# [YOUR TASK]
Which lines of the entries below contain the word "swimmer"? Report each of those lines in full.

# [DATA FOR THE TASK]
+ + + + +
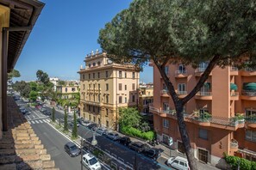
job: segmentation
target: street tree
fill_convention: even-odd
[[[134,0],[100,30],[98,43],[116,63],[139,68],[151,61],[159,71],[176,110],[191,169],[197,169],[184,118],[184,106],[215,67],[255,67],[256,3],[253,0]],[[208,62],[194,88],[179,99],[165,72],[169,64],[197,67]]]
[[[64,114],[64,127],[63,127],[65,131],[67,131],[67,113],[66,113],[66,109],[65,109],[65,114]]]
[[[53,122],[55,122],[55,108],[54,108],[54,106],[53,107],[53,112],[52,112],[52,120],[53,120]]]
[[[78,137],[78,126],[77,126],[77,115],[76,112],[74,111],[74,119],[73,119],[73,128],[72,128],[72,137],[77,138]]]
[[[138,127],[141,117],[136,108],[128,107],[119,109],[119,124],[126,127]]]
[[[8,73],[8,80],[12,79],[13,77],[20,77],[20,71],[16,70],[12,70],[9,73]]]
+ + + + +
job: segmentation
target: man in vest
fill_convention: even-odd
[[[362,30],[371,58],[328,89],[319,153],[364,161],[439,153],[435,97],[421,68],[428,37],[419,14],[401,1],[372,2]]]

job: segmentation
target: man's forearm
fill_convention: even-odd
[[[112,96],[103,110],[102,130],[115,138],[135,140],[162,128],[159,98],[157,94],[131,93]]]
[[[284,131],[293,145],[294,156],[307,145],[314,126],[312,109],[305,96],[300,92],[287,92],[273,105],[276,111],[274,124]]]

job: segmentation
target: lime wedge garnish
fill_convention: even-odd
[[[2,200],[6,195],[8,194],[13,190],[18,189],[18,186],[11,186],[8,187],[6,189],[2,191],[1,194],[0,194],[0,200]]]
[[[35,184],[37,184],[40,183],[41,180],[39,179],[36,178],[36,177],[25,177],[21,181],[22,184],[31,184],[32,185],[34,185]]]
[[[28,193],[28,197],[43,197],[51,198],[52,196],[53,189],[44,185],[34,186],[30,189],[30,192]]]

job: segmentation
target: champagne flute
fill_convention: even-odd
+ + + + +
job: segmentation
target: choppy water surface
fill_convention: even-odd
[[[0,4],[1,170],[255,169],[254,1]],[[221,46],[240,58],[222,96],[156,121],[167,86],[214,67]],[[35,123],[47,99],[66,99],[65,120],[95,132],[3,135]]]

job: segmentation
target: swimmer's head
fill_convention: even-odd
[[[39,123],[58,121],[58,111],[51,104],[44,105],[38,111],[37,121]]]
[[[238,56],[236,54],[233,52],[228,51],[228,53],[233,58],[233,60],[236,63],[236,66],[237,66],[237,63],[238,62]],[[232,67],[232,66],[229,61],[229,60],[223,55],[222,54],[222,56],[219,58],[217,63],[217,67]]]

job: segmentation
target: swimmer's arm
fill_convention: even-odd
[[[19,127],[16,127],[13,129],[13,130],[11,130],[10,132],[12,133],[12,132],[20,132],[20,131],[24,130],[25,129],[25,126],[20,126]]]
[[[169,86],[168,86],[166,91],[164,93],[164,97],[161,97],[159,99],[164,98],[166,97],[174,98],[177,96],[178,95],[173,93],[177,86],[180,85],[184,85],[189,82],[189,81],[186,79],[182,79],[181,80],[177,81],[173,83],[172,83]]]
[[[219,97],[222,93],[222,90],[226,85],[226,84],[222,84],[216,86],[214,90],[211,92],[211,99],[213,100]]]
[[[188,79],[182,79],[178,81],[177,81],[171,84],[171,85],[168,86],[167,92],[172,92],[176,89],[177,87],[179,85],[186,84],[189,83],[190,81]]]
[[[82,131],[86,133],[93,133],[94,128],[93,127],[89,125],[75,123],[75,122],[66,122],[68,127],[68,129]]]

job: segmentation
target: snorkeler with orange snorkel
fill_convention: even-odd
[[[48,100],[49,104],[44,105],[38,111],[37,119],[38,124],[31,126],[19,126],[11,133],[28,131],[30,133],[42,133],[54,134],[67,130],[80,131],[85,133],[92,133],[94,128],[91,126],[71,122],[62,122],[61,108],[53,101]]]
+ + + + +
# [OUTPUT BELOW]
target: swimmer's head
target: swimmer's arm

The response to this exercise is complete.